----- Task data -----

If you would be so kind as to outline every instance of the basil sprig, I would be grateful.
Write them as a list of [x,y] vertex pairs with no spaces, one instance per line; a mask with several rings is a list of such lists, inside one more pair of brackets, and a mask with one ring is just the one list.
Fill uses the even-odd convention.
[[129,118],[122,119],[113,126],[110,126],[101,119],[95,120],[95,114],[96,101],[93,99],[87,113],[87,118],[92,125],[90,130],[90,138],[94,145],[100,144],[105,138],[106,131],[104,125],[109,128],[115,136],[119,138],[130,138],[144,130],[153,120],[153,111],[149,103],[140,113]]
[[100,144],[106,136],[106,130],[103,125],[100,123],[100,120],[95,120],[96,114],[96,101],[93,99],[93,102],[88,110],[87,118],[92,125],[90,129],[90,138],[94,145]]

-----
----- Task data -----

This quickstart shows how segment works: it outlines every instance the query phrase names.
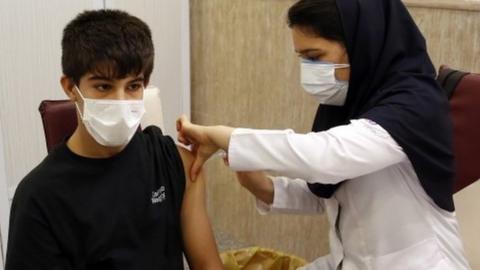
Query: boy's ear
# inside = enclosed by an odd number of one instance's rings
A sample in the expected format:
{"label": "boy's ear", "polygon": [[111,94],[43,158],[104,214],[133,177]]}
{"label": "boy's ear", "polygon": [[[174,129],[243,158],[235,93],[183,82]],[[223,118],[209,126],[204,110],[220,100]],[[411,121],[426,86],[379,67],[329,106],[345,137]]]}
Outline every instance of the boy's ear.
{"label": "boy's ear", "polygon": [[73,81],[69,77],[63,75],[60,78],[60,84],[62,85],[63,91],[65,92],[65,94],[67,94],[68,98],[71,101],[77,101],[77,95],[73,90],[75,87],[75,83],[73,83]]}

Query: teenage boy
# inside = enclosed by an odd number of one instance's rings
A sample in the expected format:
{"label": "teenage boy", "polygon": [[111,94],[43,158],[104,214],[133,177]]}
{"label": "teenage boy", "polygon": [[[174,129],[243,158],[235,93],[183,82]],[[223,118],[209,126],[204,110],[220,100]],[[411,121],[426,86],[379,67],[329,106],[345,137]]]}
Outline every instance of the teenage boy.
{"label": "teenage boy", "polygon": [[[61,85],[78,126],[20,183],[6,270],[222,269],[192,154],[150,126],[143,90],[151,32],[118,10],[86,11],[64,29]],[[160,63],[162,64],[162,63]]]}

-----

◆ What is expected
Reproduce only the lines above spanning from the line containing "If you would" through the line containing "Write them as", word for word.

◆ Task solution
If you would be so kind as to outline every instance of the basil sprig, I would be grateful.
Write them as a list of [x,y] vertex pairs with no spaces, one instance per line; a mask with several rings is a list of such lists, inside one more pair of brackets, and a mask with one ring is just the one list.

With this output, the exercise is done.